## START Passage provided

Event Planners, Take Note

June 27 can be a proud day for the citizens of Princeton. On that day in 1876, the borough, the college (then College of New Jersey, now Princeton University), and state politicos combined forces to celebrate the centennial of Princeton’s role in the American Revolution.

Thanks to the wonders of digital media, we can peruse the archival records: Rev. William C. Ulvay published an account of the celebration on June 27, 1876, and another of the re-enactment of the Battle of Princeton on January 3, 1877.

Today’s event planners could learn from this; the planning was a model of public efficiency. The city fathers set up a Committee of 13 with 18 subcommittees to arrange everything from acquiring a tent, to firing the guns and ringing the bells, to appointing the keynote speaker. Princeton Borough voters cooperated by voting for a special tax, amounting to $1,500, to pay for the celebration. It’s a fascinating and instructive account of how to put together a Big Community Event.

## END Passage provided

Would you set down, word for word, the part of the Princeton centennial passage that begins at "June 27 can" and stops after "the American Revolution."?

## START Recorded information

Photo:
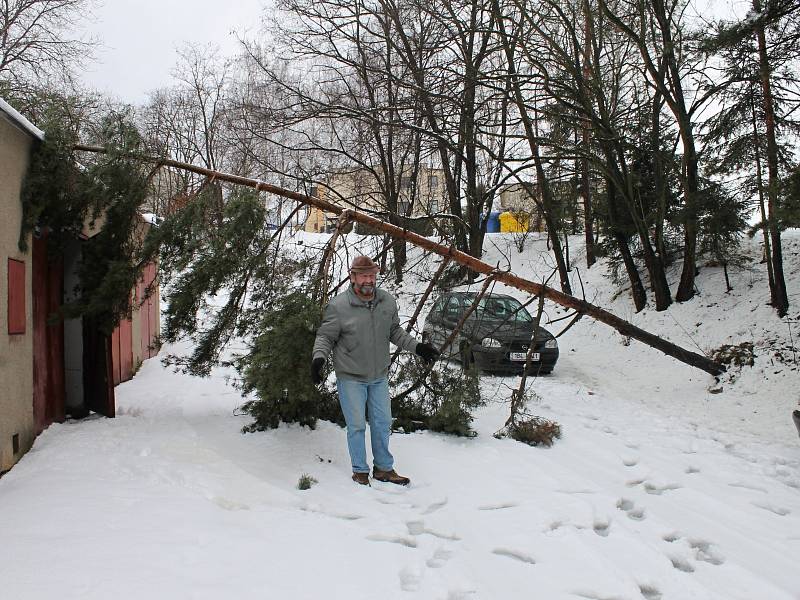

## END Recorded information

§ The output
June 27 can be a proud day for the citizens of Princeton. On that day in 1876, the borough, the college (then College of New Jersey, now Princeton University), and state politicos combined forces to celebrate the centennial of Princeton’s role in the American Revolution.